### Instrução da tarefa:
Dê prosseguimento ao texto sobre Maria Aparecida dos Santos e os desabrigados de Brumadinho, começando logo após a última frase apresentada.

### Texto do documento:

Maria Aparecida dos Santos, 44 anos, diz viver os dias mais anormais da sua vida. Ela atribui à Vale a culpa pelo sofrimento e humilhação. “A minha revolta nunca vai passar. Eu não me conformo com aquela sirene: a gente ouviu tanto ela tocar nos treinamentos de emergência e no dia do desastre ela não soou”, diz Santos, que era funcionária de uma fazenda que foi devastada, onde também morava.
Desde então, a família de Santos ocupa um dos 470 quartos de hotéis pagos pela Vale para os desabrigados. Outras 74 casas foram alugadas em Brumadinho e em Belo Horizonte, respondeu a empresa à DW Brasil.
Tudo o que Santos tem agora foi doado: das roupas ao dinheiro para comprar remédios. Sem casa e sem emprego, a família dela ainda não recebeu qualquer apoio financeiro da Vale.

### Informações fornecidas:
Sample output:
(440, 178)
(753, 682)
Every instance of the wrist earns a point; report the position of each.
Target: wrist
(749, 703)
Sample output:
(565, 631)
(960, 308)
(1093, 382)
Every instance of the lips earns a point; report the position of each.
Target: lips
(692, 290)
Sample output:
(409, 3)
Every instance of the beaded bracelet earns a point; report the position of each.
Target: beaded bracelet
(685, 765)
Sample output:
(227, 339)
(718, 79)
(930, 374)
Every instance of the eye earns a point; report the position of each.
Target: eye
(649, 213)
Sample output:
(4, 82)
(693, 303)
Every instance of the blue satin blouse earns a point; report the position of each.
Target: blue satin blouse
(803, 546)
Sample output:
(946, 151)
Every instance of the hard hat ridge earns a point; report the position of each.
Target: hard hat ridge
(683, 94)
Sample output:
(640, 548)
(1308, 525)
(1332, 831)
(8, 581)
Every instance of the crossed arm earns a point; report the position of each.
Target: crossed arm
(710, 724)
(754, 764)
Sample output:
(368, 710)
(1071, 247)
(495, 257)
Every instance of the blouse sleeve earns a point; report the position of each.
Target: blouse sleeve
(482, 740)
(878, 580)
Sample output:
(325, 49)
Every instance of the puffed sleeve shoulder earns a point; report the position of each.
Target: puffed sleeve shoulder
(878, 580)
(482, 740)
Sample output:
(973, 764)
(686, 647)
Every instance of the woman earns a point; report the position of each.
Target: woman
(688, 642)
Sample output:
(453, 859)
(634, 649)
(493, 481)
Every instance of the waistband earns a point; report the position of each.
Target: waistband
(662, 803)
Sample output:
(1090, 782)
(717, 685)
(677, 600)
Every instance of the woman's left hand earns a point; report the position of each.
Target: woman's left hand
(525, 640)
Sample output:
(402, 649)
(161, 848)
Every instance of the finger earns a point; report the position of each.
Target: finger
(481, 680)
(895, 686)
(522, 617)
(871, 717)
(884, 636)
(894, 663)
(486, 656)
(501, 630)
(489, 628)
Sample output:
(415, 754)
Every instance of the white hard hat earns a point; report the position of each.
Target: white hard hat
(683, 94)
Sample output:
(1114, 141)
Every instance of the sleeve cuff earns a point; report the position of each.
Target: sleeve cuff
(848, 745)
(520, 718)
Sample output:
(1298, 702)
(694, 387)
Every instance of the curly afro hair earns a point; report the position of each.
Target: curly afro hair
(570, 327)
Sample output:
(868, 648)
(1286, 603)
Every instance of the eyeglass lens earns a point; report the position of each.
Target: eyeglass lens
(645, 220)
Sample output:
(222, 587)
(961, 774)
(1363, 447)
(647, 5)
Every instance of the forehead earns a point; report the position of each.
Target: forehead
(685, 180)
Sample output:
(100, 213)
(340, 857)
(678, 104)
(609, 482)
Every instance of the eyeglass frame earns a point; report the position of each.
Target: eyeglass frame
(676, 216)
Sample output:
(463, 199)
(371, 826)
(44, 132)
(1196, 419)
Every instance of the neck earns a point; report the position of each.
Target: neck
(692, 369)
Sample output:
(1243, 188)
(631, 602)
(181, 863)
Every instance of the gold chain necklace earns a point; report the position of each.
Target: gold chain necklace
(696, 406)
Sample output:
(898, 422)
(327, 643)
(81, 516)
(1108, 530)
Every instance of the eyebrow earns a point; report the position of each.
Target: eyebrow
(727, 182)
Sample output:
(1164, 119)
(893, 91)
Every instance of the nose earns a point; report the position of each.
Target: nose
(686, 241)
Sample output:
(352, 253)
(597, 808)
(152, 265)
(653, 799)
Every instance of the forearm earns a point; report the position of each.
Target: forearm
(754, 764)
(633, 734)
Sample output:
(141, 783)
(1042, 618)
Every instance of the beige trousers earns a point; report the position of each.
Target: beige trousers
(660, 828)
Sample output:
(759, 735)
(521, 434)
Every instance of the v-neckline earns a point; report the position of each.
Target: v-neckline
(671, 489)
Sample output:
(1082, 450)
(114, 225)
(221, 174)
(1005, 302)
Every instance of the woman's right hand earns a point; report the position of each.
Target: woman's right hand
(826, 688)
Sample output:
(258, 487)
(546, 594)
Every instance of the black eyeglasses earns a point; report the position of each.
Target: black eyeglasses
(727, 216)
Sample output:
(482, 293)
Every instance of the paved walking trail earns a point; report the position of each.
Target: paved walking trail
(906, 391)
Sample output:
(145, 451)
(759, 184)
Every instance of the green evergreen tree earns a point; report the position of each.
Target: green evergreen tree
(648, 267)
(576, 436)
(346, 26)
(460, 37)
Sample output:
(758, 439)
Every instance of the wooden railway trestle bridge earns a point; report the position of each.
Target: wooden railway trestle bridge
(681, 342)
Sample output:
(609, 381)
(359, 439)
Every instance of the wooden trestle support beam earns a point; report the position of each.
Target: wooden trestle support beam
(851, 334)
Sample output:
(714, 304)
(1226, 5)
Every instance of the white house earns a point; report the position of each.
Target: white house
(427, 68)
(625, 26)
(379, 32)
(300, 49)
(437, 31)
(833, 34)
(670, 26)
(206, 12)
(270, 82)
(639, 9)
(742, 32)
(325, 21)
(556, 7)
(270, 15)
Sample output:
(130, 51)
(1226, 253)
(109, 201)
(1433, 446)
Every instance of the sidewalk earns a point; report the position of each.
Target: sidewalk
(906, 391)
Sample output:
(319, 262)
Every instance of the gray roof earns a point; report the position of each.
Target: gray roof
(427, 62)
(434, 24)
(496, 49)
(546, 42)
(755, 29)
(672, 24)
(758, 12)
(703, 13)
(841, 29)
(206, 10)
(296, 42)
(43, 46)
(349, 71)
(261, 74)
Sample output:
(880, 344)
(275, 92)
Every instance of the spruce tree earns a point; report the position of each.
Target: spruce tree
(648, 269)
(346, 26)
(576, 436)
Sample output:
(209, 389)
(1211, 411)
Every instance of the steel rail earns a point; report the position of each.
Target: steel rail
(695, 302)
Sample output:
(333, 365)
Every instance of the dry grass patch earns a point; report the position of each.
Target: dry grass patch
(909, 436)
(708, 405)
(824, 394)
--
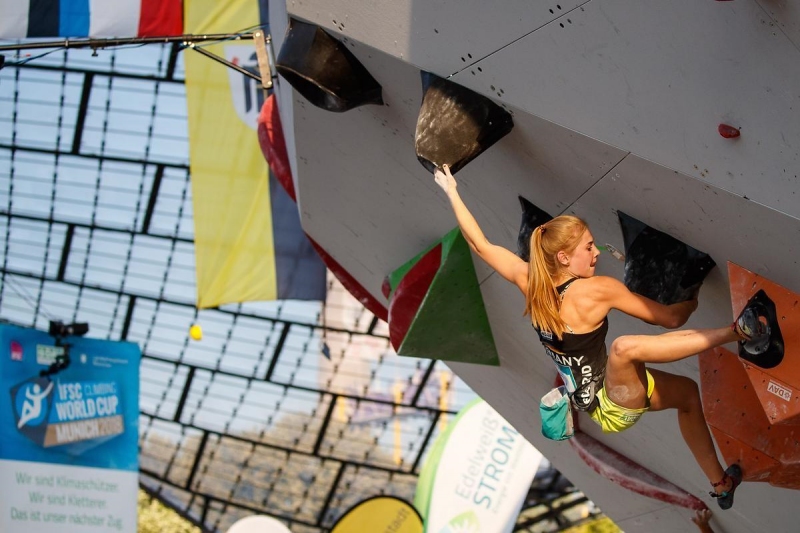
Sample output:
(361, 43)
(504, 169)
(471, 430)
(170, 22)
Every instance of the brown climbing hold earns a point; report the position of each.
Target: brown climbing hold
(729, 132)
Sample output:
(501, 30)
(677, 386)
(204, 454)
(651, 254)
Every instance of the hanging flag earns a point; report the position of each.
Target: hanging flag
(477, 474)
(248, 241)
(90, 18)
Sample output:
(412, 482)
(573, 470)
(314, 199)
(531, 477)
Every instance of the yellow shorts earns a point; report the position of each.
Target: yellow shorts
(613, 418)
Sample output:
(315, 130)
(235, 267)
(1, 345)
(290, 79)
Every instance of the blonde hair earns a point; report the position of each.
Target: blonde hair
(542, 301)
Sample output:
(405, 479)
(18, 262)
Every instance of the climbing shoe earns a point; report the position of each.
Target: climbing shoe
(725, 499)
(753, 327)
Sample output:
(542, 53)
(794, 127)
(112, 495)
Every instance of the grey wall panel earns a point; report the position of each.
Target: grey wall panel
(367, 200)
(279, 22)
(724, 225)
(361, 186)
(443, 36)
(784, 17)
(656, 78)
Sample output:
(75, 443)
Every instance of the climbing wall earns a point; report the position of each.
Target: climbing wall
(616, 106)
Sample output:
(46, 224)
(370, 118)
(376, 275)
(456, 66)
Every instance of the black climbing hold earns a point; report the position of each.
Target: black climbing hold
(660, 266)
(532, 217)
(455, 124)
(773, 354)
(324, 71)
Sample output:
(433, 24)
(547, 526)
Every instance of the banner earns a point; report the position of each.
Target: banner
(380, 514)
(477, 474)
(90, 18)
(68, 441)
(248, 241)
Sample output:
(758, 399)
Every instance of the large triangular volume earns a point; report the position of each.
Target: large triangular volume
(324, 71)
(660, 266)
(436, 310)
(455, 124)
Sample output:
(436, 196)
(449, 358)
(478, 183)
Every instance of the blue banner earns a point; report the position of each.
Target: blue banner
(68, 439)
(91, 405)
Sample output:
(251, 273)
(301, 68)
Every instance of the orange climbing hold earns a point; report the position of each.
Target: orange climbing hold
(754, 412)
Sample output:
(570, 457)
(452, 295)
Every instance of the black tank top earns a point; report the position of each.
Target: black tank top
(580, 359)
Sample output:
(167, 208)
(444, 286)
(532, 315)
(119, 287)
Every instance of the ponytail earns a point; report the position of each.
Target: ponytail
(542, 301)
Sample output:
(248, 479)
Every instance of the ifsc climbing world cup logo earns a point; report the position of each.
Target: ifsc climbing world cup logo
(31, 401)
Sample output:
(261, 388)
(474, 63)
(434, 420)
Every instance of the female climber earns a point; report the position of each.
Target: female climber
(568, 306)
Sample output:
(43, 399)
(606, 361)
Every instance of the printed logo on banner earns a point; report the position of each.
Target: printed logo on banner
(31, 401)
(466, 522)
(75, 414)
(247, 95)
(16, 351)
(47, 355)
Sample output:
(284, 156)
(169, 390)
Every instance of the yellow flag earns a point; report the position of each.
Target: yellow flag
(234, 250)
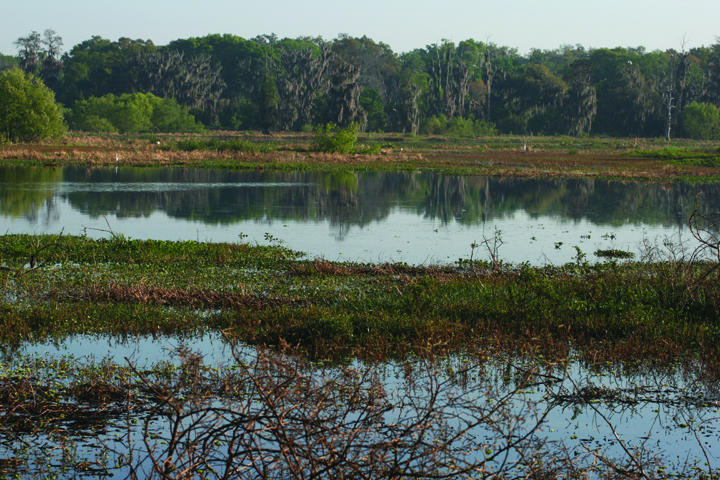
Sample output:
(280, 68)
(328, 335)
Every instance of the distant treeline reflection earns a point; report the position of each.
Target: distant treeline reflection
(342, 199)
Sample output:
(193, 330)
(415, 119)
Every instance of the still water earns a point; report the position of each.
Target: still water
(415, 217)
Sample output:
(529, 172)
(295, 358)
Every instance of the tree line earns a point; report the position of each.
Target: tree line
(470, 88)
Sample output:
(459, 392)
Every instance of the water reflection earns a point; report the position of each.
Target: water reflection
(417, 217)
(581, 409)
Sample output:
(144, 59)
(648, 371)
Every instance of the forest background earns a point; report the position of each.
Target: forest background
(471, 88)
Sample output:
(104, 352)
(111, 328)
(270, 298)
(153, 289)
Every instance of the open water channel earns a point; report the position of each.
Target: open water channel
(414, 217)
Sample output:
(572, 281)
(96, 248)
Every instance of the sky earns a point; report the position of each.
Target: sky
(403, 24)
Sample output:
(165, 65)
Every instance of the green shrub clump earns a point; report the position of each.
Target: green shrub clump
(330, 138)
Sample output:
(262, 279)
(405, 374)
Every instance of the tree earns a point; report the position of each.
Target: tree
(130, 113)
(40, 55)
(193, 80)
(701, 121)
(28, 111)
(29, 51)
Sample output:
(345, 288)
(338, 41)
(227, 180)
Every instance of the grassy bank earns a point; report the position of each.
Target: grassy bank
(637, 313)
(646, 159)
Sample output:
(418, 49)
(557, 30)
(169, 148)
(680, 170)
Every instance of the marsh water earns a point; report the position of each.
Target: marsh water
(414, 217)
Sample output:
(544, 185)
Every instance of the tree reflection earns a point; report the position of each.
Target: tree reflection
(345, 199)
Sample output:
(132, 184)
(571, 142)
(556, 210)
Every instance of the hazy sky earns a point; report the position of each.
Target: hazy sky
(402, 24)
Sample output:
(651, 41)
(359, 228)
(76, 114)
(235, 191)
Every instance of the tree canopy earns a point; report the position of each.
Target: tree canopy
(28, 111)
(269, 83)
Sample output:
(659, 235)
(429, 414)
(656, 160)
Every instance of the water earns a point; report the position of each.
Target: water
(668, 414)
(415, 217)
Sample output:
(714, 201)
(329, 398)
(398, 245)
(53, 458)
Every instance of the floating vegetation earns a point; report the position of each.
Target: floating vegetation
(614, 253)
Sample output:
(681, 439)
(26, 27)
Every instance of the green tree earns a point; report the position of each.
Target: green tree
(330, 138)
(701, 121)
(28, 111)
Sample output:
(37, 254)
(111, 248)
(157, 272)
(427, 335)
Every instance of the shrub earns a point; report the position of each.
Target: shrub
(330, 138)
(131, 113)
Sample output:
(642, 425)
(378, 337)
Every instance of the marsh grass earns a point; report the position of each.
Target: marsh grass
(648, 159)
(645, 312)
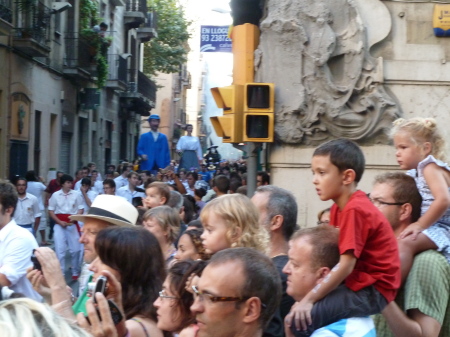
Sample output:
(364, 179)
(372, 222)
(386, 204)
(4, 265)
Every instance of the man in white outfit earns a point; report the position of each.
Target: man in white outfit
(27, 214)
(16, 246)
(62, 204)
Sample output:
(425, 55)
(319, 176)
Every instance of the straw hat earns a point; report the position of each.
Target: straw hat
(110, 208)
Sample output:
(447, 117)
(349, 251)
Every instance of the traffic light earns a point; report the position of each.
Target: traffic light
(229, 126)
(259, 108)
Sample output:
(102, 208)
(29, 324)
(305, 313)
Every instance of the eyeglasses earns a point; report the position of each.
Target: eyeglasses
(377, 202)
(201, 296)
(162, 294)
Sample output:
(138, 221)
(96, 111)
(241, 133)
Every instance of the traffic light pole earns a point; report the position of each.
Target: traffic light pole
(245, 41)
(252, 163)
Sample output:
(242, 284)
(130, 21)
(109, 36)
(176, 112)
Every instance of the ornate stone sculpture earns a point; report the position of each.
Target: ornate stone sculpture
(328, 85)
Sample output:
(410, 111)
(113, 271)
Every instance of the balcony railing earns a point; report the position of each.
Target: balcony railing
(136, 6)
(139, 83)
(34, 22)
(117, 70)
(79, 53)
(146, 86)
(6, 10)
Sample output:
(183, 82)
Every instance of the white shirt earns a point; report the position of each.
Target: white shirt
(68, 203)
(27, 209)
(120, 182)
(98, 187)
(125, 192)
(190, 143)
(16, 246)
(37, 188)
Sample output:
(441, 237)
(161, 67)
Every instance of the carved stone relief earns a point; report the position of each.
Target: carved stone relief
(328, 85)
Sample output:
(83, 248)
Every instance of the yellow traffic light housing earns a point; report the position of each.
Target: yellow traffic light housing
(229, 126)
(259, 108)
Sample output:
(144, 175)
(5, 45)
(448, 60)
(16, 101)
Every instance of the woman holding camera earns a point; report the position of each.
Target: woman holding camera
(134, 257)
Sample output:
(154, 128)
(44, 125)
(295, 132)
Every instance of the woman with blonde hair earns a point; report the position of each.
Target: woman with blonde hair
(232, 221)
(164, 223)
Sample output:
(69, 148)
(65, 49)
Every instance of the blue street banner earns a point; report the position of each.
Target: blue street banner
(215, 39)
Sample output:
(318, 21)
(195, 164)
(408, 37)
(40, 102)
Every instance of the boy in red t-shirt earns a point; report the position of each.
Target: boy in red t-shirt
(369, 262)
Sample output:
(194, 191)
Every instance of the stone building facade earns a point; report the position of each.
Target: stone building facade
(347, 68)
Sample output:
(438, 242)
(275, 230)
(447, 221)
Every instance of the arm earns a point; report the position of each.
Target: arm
==
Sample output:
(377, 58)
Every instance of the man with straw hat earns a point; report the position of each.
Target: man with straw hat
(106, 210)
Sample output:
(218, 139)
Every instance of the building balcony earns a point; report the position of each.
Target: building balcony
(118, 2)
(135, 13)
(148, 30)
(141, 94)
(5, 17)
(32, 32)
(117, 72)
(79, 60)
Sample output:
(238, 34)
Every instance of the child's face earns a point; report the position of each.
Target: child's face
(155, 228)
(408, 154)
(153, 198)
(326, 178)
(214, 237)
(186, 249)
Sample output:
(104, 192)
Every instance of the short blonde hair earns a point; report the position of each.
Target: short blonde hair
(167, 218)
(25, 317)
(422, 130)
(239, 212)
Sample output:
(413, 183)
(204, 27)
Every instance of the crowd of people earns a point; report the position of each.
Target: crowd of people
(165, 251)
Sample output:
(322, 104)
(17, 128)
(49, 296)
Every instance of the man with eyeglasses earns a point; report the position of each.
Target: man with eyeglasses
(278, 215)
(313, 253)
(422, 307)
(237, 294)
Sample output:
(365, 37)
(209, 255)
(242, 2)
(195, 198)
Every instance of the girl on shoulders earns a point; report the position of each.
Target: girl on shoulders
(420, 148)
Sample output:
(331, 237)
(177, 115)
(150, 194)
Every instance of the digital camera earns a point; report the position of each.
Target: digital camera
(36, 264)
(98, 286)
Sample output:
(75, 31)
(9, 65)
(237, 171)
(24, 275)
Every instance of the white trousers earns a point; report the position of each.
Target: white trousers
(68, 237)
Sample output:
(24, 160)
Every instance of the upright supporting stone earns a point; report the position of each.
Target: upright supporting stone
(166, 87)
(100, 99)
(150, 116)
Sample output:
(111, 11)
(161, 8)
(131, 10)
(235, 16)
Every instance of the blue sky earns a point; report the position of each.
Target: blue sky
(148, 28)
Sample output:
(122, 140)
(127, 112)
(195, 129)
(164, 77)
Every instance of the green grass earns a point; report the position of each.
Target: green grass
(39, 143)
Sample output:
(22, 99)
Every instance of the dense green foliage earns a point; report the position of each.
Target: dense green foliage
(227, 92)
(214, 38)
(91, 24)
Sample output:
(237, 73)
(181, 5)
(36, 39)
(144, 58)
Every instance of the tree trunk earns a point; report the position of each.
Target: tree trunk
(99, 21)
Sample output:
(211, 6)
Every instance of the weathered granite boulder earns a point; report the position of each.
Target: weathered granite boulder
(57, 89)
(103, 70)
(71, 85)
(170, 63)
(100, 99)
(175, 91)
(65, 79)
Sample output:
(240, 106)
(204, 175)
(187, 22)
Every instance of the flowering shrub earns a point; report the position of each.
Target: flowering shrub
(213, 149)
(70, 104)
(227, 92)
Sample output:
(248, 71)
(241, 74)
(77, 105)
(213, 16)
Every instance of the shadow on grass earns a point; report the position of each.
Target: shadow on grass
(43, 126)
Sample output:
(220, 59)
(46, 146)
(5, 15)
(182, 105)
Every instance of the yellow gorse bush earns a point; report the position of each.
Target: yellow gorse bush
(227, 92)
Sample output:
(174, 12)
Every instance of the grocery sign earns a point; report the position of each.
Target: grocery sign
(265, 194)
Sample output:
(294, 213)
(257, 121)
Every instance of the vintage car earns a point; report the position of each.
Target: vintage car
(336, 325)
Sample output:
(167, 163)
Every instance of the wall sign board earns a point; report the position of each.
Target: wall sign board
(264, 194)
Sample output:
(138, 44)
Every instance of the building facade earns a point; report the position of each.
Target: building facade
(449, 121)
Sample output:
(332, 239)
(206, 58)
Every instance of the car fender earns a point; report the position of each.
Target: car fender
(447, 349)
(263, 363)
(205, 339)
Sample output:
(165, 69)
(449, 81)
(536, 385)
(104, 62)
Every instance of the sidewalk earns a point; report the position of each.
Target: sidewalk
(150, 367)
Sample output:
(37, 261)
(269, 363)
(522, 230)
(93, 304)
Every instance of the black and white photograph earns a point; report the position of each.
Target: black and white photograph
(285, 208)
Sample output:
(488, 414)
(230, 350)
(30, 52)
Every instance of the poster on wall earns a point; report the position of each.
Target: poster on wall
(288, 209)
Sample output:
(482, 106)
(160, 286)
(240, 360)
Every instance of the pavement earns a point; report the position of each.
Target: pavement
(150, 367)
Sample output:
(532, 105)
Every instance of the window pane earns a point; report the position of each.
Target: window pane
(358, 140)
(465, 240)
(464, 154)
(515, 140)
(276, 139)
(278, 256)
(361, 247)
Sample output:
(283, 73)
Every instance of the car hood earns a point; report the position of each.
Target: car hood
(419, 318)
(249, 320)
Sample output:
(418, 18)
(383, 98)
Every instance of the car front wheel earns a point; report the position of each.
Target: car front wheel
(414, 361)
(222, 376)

### Resultado a seguir:
No dia do rompimento da barragem, ela chegou dez minutos antes em casa para esquentar o almoço para a filha, que estava sozinha. Depois de ouvir um estrondo e sentir uma “ventania”, Santos correu quando notou que um mar de lama se aproximava.
Ela gritou pela filha, pegou o celular e pediu a Ana Clara, de nove anos: “Não olhe para trás”. Os chinelos que usavam foram engolidos pela lama.”Quando o nível parou de subir, liguei para meu marido e avisei que a lama estava descendo. Consegui salvar umas 25 vidas”, conta.
Sebastião Oliveira, 65 anos, estava a salvo, mas correu na direção dos rejeitos quando ouviu gritos. Conseguiu salvar uma jovem que estava atolada e que ele nunca mais viu. Refugiado na casa da filha, – o sítio onde morava como caseiro está isolado – ele só conseguiu acesso ao local por estar na companhia da Defesa Civil.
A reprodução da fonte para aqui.